__Yönergeler__:
1: Müzikoterapi metnindeki "Hem hastalıkların tedavisinde hem de koruyucu tıp" ile başlayan paragrafı temel bilgilerini koruyarak madde listesi hâlinde yeniden yazın.
2: Müzikoterapi metninin ilk paragrafında müzik dinlememizin amaçları olarak sayılan şeylerin tümünü sıralayın.
3: Müzikoterapi metnine göre müzikle tedavi ve müziğin koruyucu tıptaki rolü kiminle konuşulmuştur?

__Verilen metin__:
---------------

Müzik Sadece Ruhun Gıdası Değil !

Dinlenmek, eğlenmek ya da hoş vakit geçirmek için dinlediğimiz müzik artık pozitif tıpta daha fazla kullanılmaya başlandı. Daha çok ruhsal hastalıklarda kullanılan müziğin insan sağlığına etkileri tıbbın ilgisini giderek daha çok çekiyor.

Yüzyıllardır özellikle ruhsal hastalıkların tedavisinde kullanılan müzik, birçok tıbbi çalışmanın ve araştırmanın önemli adımlarından biri. Müzikoterapiyle ilgili son haber İsveç’ten geldi. İsveç’teki Örobro Üniversite Hastanesi’nde müzik dinlettirilen hastaların ameliyattan önce ve sonra ağrı kesiciye daha az ihtiyaç duydukları gözlendi. Müzikle tedaviyi ve müziğin koruyucu tıptaki rolünü hekim müzisyenlerden Prof. Dr. Selahattin İçli ‘yle konuştuk...

Hem hastalıkların tedavisinde hem de koruyucu tıp yöntemleri arasında yer alan müzikoterapinin özü, müziğin sakinleştirici etkisinden kaynaklanıyor. Yapılan bir araştırmada, ameliyata girecek hastaların bir kısmına klasik müzik dinlettirilerek hastaların ağrıya verdiği tepki gözlendi. Klasik müzik dinleyen hastaların ameliyattan önce ve sonra ağrı kesicilere daha az ihtiyaç duydukları belirlendi. İsveçli bilimadamları, araştırma sonucunda müziğin acıyı dindirici ya da azaltıcı etkisi olduğu sonucuna vardı.

---------------

__Çalışma materyali__:

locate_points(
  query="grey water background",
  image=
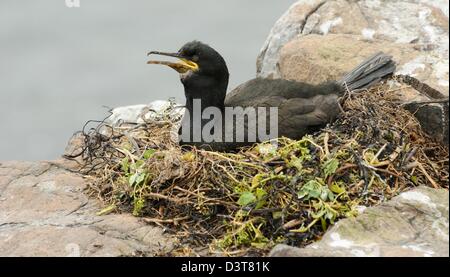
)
(59, 66)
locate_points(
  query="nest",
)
(243, 203)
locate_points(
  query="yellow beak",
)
(183, 66)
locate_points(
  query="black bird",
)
(302, 108)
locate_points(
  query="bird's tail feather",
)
(369, 72)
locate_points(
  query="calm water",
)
(60, 66)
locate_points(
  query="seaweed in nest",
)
(243, 203)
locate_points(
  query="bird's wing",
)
(255, 90)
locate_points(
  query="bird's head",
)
(202, 69)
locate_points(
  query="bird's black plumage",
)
(302, 108)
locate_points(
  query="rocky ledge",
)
(44, 211)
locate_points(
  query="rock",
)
(316, 58)
(289, 26)
(433, 119)
(415, 223)
(45, 212)
(415, 32)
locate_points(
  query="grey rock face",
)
(418, 27)
(45, 212)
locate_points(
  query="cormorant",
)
(302, 108)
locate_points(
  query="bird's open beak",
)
(183, 66)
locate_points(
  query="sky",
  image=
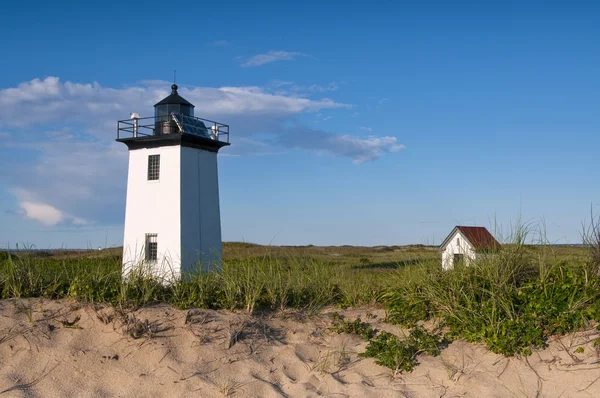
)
(355, 122)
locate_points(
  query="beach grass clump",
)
(244, 283)
(511, 301)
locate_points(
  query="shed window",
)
(151, 247)
(459, 259)
(153, 167)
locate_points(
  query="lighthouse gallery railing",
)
(172, 124)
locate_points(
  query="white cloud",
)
(358, 149)
(41, 212)
(271, 56)
(220, 43)
(290, 88)
(97, 107)
(69, 170)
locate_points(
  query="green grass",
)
(253, 277)
(511, 301)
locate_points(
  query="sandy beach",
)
(67, 349)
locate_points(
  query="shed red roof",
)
(479, 237)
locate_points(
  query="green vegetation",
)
(253, 277)
(359, 328)
(401, 355)
(512, 300)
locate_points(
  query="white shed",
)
(464, 244)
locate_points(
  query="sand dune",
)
(66, 349)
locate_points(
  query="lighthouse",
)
(172, 217)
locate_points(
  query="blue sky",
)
(360, 123)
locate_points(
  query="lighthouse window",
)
(153, 167)
(151, 247)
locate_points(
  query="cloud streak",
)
(76, 174)
(271, 56)
(360, 150)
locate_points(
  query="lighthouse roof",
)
(174, 98)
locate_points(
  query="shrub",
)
(401, 355)
(362, 329)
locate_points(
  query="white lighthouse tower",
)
(172, 218)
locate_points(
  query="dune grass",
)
(512, 300)
(267, 282)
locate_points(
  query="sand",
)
(66, 349)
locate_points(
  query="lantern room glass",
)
(162, 112)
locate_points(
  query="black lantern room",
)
(173, 123)
(173, 103)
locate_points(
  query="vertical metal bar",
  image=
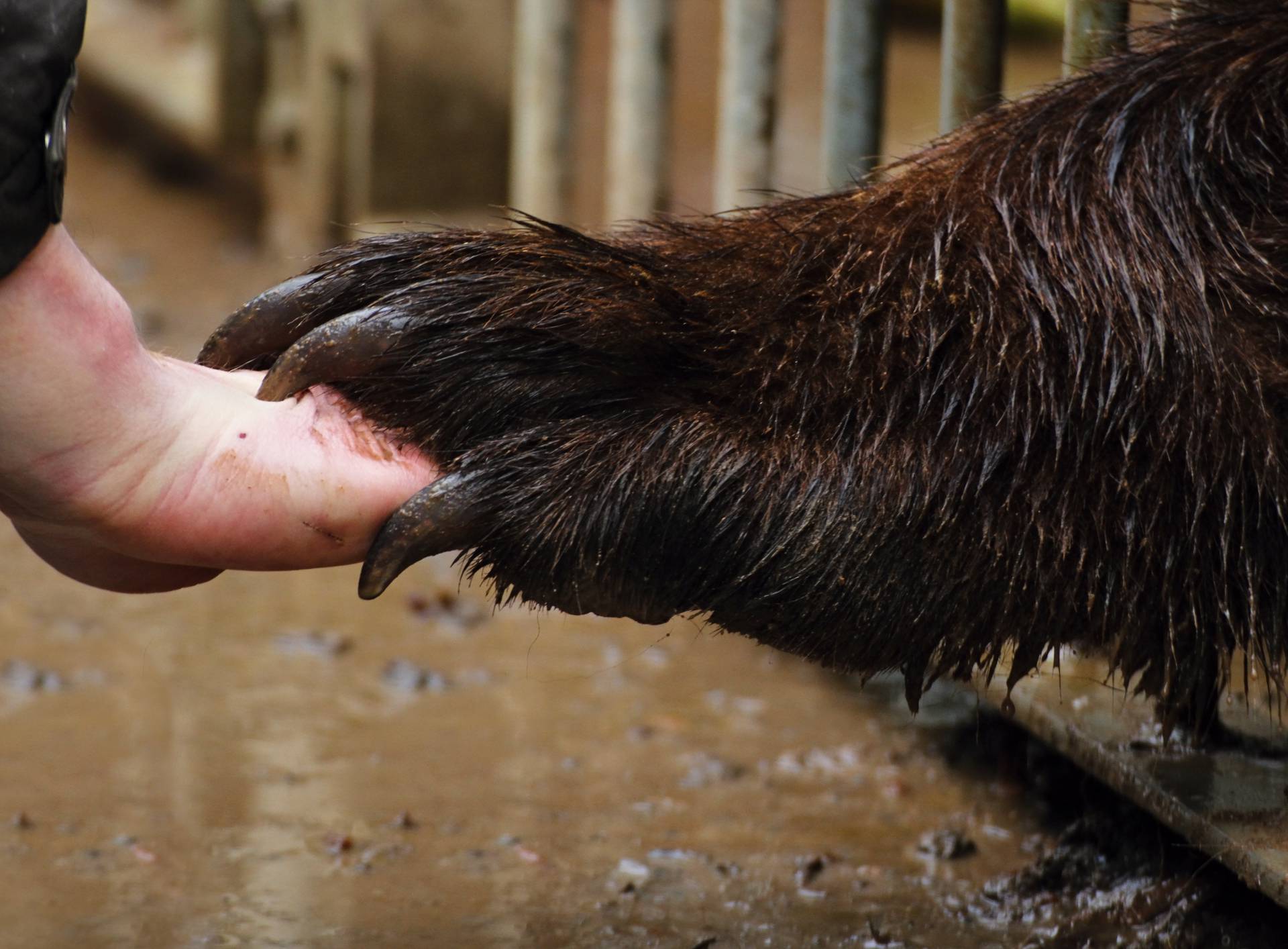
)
(747, 102)
(853, 88)
(541, 124)
(1093, 29)
(638, 109)
(971, 60)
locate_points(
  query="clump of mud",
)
(1116, 877)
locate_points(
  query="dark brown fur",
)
(1032, 390)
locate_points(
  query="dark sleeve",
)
(39, 42)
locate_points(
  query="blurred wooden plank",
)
(971, 57)
(855, 38)
(749, 74)
(1229, 803)
(541, 158)
(638, 109)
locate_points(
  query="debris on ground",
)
(406, 676)
(322, 644)
(946, 845)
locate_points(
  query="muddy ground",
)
(267, 761)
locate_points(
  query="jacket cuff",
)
(39, 42)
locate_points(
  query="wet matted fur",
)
(1030, 390)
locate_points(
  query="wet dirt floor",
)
(267, 761)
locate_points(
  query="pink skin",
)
(137, 472)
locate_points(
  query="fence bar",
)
(1093, 29)
(638, 109)
(747, 102)
(543, 106)
(971, 60)
(853, 88)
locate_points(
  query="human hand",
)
(137, 472)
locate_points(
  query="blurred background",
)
(267, 760)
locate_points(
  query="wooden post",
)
(853, 88)
(1093, 29)
(541, 154)
(971, 58)
(638, 109)
(749, 71)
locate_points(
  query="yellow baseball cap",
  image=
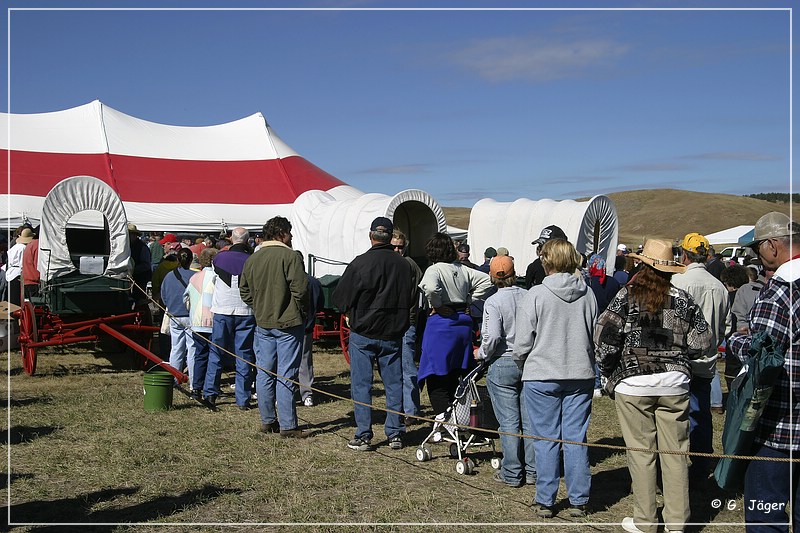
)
(692, 243)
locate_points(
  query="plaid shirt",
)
(777, 311)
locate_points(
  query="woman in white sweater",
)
(449, 288)
(554, 347)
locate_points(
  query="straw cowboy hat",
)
(658, 254)
(25, 236)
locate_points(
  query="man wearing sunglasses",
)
(768, 485)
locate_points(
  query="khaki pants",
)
(657, 423)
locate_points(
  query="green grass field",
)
(83, 450)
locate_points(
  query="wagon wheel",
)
(344, 337)
(29, 332)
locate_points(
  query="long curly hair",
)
(650, 288)
(440, 249)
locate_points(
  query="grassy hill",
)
(668, 213)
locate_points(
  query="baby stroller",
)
(466, 410)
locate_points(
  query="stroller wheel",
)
(454, 451)
(423, 454)
(470, 465)
(465, 467)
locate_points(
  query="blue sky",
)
(462, 104)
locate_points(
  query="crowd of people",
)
(647, 334)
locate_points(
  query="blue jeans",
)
(234, 333)
(701, 431)
(410, 385)
(768, 483)
(181, 353)
(201, 350)
(363, 351)
(560, 409)
(504, 382)
(278, 351)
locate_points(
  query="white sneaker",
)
(630, 526)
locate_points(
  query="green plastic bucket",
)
(157, 390)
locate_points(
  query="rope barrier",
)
(496, 431)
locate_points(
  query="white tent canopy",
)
(729, 236)
(318, 219)
(196, 179)
(70, 197)
(591, 226)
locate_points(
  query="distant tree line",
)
(775, 197)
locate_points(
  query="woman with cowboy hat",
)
(643, 343)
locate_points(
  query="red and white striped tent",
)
(195, 179)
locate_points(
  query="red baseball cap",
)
(168, 237)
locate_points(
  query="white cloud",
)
(536, 59)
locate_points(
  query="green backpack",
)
(746, 401)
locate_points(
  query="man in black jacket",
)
(375, 292)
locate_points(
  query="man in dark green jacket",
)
(275, 285)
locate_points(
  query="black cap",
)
(550, 232)
(382, 222)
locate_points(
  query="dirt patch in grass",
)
(83, 450)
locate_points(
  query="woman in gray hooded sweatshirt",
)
(554, 347)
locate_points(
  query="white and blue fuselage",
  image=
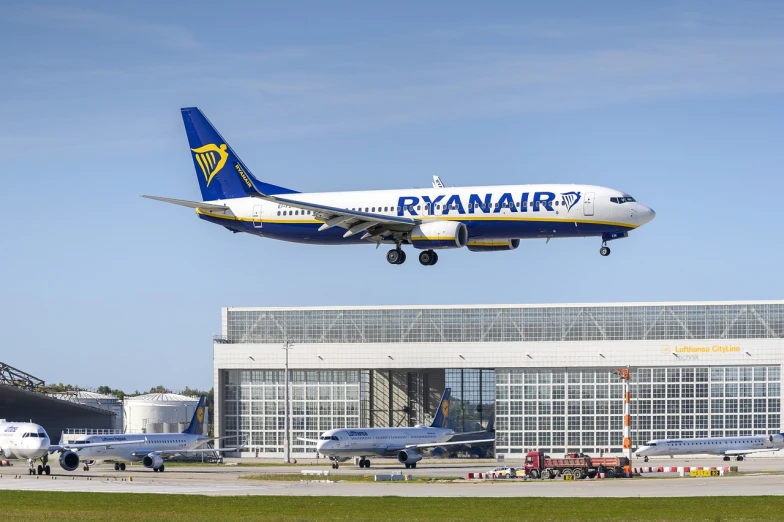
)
(493, 214)
(480, 218)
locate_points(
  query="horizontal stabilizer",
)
(192, 204)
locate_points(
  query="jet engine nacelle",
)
(409, 457)
(69, 460)
(439, 234)
(152, 461)
(493, 245)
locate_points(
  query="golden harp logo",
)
(211, 158)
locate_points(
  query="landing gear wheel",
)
(396, 256)
(428, 258)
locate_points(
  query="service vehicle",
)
(537, 464)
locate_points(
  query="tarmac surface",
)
(760, 477)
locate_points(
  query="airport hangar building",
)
(544, 371)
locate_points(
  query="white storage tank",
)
(97, 400)
(159, 411)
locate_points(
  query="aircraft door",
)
(588, 204)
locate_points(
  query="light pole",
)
(287, 423)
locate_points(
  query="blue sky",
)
(680, 104)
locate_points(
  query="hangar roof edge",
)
(493, 306)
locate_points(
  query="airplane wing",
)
(192, 204)
(182, 451)
(441, 444)
(746, 452)
(77, 447)
(374, 225)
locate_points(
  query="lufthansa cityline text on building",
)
(482, 218)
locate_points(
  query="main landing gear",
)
(428, 258)
(42, 468)
(396, 256)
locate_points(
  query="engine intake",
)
(439, 234)
(493, 245)
(409, 457)
(152, 461)
(69, 460)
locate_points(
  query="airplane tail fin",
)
(221, 173)
(197, 422)
(443, 410)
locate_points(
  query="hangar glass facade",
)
(254, 406)
(507, 324)
(570, 408)
(564, 410)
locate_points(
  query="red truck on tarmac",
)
(537, 464)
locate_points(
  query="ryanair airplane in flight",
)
(481, 219)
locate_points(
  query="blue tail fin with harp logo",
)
(221, 173)
(443, 410)
(197, 422)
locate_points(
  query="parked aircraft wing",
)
(441, 444)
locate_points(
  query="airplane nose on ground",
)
(645, 215)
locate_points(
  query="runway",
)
(226, 481)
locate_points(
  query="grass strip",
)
(128, 507)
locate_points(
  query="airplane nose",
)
(645, 215)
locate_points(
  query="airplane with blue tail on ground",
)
(404, 443)
(480, 218)
(151, 449)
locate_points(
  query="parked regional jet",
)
(481, 218)
(403, 443)
(150, 449)
(726, 446)
(29, 441)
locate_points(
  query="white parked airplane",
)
(403, 443)
(481, 219)
(150, 449)
(29, 441)
(726, 446)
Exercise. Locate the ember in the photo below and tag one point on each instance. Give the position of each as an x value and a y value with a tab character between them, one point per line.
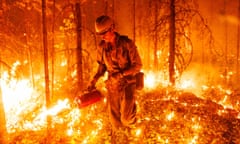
190	55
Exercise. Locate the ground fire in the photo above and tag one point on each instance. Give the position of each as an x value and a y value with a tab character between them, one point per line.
190	55
165	115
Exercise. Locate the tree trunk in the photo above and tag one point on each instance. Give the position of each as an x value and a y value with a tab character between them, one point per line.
3	130
79	45
46	70
172	43
134	20
238	36
156	36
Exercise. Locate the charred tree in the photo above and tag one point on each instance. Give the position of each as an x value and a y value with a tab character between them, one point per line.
238	41
79	45
134	20
155	51
3	131
46	70
172	36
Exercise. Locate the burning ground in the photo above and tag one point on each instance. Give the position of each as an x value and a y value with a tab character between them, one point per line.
165	115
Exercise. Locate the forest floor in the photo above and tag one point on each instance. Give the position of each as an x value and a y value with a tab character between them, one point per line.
174	118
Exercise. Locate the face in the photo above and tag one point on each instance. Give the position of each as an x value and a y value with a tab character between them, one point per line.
107	36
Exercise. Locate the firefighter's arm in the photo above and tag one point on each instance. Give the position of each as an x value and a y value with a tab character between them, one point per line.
136	63
100	72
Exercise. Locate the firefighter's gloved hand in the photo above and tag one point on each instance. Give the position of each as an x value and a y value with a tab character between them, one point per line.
117	75
91	85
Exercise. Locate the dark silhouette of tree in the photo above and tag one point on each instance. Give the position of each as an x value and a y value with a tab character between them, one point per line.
79	45
174	21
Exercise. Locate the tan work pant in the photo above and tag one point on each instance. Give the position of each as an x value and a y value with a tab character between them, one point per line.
122	106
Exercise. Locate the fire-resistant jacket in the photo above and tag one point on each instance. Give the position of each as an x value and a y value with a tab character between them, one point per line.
124	58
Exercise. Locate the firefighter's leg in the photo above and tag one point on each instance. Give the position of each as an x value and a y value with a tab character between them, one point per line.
128	106
114	108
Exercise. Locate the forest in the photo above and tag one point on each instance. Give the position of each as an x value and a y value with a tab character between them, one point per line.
190	55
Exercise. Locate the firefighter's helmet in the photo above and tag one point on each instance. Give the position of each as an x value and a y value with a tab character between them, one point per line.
103	24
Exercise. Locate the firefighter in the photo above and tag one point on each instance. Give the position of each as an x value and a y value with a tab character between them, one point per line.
119	57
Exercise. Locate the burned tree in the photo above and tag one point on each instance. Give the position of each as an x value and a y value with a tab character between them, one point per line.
170	31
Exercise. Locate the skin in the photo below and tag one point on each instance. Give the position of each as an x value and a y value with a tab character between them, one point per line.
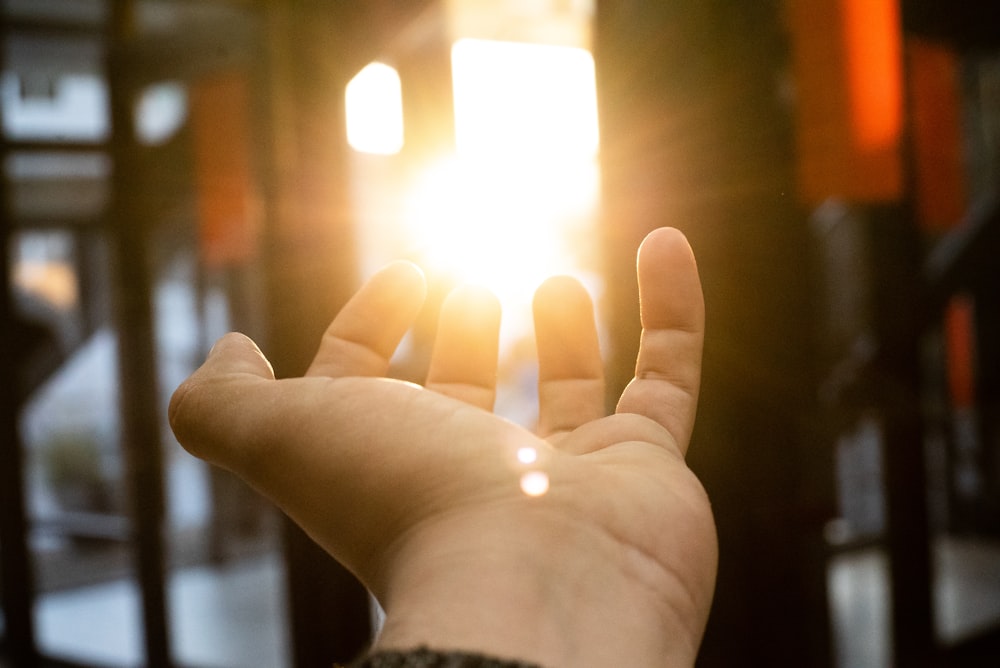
417	490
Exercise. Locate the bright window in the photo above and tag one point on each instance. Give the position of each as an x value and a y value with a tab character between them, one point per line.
375	110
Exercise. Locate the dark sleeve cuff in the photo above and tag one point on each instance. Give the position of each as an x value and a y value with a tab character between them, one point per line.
426	658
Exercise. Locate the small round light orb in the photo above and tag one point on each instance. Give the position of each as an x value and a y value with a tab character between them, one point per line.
527	455
534	483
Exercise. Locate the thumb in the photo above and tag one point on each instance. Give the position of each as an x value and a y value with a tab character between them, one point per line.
207	412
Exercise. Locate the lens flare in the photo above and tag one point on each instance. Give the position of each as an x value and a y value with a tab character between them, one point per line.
534	483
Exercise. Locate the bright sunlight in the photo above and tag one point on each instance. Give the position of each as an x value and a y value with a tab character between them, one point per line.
504	212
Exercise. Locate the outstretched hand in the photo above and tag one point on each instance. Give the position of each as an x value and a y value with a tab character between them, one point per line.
589	542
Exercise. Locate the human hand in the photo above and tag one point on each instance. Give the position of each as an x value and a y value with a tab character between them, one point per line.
418	490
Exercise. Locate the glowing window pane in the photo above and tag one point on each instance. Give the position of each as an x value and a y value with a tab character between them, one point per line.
375	110
528	99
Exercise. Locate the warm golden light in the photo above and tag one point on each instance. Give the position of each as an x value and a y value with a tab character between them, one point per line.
511	207
524	100
375	110
506	226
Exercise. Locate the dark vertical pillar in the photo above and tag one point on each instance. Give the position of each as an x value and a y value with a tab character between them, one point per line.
16	576
696	134
132	286
898	298
309	271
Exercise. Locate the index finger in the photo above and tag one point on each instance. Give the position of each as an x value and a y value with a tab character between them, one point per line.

---------------

__Alıştırma cevapları__:
1:
- Müzikoterapi hem hastalıkların tedavisinde hem de koruyucu tıp yöntemleri arasında yer alır; özü müziğin sakinleştirici etkisine dayanır.
- Bir araştırmada ameliyata girecek hastaların bir kısmına klasik müzik dinletilip ağrıya verdikleri tepki gözlendi.
- Klasik müzik dinleyen hastalar ameliyattan önce ve sonra ağrı kesicilere daha az ihtiyaç duydu.
- İsveçli bilim insanları, müziğin acıyı dindirici ya da azaltıcı etkisi olduğu sonucuna vardı.

2:
- Dinlenmek
- Eğlenmek
- Hoş vakit geçirmek

3: Hekim müzisyenlerden Prof. Dr. Selahattin İçli ile.